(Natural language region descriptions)
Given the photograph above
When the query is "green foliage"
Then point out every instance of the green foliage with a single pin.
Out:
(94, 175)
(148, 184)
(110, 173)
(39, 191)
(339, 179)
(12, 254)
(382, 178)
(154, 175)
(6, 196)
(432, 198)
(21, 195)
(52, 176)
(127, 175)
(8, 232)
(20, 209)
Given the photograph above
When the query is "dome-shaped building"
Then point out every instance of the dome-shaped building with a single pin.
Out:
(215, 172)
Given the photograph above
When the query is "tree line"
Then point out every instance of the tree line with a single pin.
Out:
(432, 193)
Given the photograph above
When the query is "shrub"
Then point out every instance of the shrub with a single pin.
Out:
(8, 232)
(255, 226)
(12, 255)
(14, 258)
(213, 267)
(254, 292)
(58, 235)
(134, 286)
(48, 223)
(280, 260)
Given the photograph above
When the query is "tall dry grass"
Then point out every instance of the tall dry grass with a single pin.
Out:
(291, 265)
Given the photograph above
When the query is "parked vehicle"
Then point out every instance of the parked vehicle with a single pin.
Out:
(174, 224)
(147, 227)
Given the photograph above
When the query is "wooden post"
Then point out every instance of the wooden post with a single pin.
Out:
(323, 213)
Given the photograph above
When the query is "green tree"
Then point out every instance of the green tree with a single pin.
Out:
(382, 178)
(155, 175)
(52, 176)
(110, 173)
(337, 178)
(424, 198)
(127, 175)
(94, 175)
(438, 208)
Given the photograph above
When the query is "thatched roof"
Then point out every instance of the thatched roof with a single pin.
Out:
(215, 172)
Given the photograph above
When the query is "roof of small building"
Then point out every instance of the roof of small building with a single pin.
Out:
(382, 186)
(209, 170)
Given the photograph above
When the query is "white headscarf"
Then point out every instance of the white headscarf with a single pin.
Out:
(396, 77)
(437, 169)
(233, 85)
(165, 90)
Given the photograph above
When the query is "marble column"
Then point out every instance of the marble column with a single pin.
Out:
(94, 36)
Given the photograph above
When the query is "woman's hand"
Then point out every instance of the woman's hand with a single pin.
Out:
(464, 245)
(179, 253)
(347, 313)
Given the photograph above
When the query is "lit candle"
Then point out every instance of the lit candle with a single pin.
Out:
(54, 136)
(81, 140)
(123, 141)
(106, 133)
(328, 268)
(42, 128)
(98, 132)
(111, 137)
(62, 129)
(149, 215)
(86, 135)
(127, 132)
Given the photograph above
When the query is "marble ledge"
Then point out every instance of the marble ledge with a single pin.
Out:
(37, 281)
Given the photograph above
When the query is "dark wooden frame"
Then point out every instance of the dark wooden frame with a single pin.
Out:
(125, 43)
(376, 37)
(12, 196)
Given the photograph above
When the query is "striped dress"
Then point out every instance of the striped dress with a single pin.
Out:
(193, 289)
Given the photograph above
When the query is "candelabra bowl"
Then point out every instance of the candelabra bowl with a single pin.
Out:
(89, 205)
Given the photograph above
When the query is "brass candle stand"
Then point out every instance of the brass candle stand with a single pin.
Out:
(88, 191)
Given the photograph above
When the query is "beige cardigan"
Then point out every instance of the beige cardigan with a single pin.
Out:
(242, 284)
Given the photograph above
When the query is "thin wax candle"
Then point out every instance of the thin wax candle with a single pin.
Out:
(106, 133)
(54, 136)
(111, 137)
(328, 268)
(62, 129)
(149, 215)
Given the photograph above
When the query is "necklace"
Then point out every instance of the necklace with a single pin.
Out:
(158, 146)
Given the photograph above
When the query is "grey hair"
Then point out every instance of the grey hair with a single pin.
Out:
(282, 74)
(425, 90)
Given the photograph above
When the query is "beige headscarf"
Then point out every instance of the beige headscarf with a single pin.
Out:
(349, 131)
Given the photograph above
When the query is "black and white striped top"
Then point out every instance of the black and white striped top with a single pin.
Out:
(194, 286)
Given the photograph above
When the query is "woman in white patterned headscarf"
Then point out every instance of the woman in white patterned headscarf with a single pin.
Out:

**Exercise details:** An exact reproduction of the data is required. Leave nothing out.

**Worked solution:**
Given the photograph above
When the query is "green foliage"
Then point out every instance of the green foliage with a single pin.
Out:
(94, 175)
(148, 184)
(110, 173)
(39, 191)
(339, 179)
(12, 254)
(382, 178)
(154, 175)
(6, 196)
(432, 198)
(21, 195)
(52, 176)
(127, 175)
(8, 232)
(20, 209)
Given the photograph above
When the query is "dome-shaped building"
Then point out every instance of the dome-shaped building with a single pin.
Out:
(215, 172)
Given the photograph above
When the query is "tree line"
Then point out every instance of the tree line with a single pin.
Out:
(432, 193)
Given the photograph above
When the query is "shrub"
Then point out every instance of the shrub with a single pin.
Out:
(8, 232)
(255, 226)
(12, 255)
(14, 258)
(213, 267)
(254, 292)
(58, 235)
(134, 286)
(48, 223)
(280, 260)
Given the photograph above
When the query is "tall dry grass"
Then point out every instance of the tall dry grass with a single pin.
Out:
(291, 265)
Given the photograph above
When the query is "parked vehicle"
Then point out every instance of the parked vehicle with a single pin.
Out:
(174, 224)
(147, 227)
Given the photograph above
When the query is "wooden post"
Then point out every instance of the wooden post with a single pin.
Out:
(323, 213)
Given the photograph above
When the query is "green tree"
Then point out every instance of the green tree with a single pin.
Out:
(382, 178)
(155, 175)
(52, 176)
(110, 173)
(337, 178)
(424, 198)
(127, 175)
(94, 175)
(438, 208)
Given the photograph above
When the query is "thatched roof"
Then point out every instance of the thatched roof with a single pin.
Out:
(215, 172)
Given the photograph above
When the query is "roof of small building"
Then point out every instance of the roof of small building with a single pin.
Out:
(382, 186)
(209, 170)
Given the photograph above
When the query is "white headscarf"
Then point out every instance of the white headscarf with a single pin.
Out:
(396, 77)
(437, 169)
(233, 85)
(165, 90)
Given the photograph above
When the query is "marble column"
Then point out every instance of the marble column with a single pin.
Out:
(94, 36)
Given the photograph above
When the query is "woman's hand"
Then point out every instance of the woman's hand with a single pin.
Out:
(464, 245)
(179, 253)
(347, 313)
Given the photograph above
When the query is "lit candle"
Then point out every instance of the lit candle with a single pin.
Out:
(54, 136)
(81, 140)
(123, 141)
(106, 133)
(328, 268)
(42, 128)
(98, 132)
(111, 137)
(62, 129)
(149, 215)
(86, 135)
(127, 132)
Given the photograph above
When the query is "marble ledge"
Then point out every instance of the marble ledge with a single pin.
Out:
(37, 281)
Given the photograph above
When the query is "dark wooden frame"
Then point out every instance of the dark wooden frame with a single pin.
Out:
(125, 43)
(376, 37)
(12, 196)
Given the photograph above
When the query is "striped dress"
Then point out every instance of the striped dress with a single pin.
Out:
(193, 289)
Given the photograph above
When the query is "candelabra bowl"
Then point out every instance of the candelabra bowl with a single pin.
Out:
(89, 205)
Given the photograph above
When the query is "brass candle stand"
Then point out every instance of the brass candle stand with a single pin.
Out:
(88, 191)
Given the photograph above
When the query is "beige cardigan"
Then point out every instance of the beige cardigan with a single pin.
Out:
(242, 284)
Given the photograph above
When the query is "thin wax candle"
Then point out every instance of the thin wax candle with a single pin.
Out:
(106, 133)
(54, 136)
(111, 137)
(328, 268)
(62, 129)
(149, 215)
Given the photograph above
When the query is "necklace"
Then point out every instance of the necklace with a single pin.
Out:
(158, 146)
Given the photograph above
When the query is "grey hair"
Then point out every instance of the grey hair with a single pin.
Out:
(282, 74)
(425, 90)
Given the photograph above
When the query is "beige headscarf"
Then point out every instance of the beige headscarf with a single pin.
Out:
(349, 131)
Given the photograph above
When the query is "black and white striped top"
Then point out every instance of the black and white striped top with a single pin.
Out:
(194, 286)
Given the photograph above
When the query is "woman in white patterned headscarf"
Then point out every instance of the woman in white patterned headscarf with a single pin.
Out:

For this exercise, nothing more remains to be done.